▶ _TASK INPUTS_:
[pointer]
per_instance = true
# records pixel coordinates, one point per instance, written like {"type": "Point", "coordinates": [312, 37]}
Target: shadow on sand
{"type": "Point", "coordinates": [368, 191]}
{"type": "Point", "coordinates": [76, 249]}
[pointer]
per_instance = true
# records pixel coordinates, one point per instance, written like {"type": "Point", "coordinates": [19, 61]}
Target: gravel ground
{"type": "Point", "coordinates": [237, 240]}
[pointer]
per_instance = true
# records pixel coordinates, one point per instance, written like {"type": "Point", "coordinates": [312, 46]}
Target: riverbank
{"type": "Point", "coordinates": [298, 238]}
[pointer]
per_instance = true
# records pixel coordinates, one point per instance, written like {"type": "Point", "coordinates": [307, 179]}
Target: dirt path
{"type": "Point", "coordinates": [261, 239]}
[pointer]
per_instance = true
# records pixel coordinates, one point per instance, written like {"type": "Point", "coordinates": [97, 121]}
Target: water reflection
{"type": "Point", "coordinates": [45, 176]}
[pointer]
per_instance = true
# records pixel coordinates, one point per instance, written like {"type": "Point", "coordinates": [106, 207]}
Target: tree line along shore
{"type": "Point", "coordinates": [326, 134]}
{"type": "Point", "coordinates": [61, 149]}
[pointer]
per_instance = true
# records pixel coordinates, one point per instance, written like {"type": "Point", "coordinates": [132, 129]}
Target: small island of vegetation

▶ _PROBLEM REQUIREMENTS_:
Set down the entire listing once more, keeping every line exactly as it reads.

▶ _WRITTEN SOLUTION_:
[pointer]
per_instance = true
# records pixel coordinates, one point per instance, written like {"type": "Point", "coordinates": [312, 37]}
Target: shadow on sand
{"type": "Point", "coordinates": [368, 191]}
{"type": "Point", "coordinates": [76, 249]}
[pointer]
per_instance = true
# records pixel coordinates, one point per instance, written like {"type": "Point", "coordinates": [19, 61]}
Target: gravel ground
{"type": "Point", "coordinates": [237, 240]}
[pointer]
per_instance = true
# records pixel coordinates, one point per instance, written like {"type": "Point", "coordinates": [312, 46]}
Target: riverbank
{"type": "Point", "coordinates": [298, 238]}
[pointer]
per_instance = true
# records pixel coordinates, one point per instance, written like {"type": "Point", "coordinates": [307, 179]}
Target: dirt path
{"type": "Point", "coordinates": [261, 239]}
[pointer]
per_instance = true
# records pixel coordinates, one point per instance, written like {"type": "Point", "coordinates": [97, 121]}
Target: water reflection
{"type": "Point", "coordinates": [45, 176]}
[pointer]
per_instance = true
# records pixel coordinates, one point per instance, written like {"type": "Point", "coordinates": [106, 207]}
Target: tree line along shore
{"type": "Point", "coordinates": [326, 134]}
{"type": "Point", "coordinates": [61, 149]}
[pointer]
per_instance = true
# records pixel coordinates, one point per instance, written like {"type": "Point", "coordinates": [132, 129]}
Target: small island of vegetation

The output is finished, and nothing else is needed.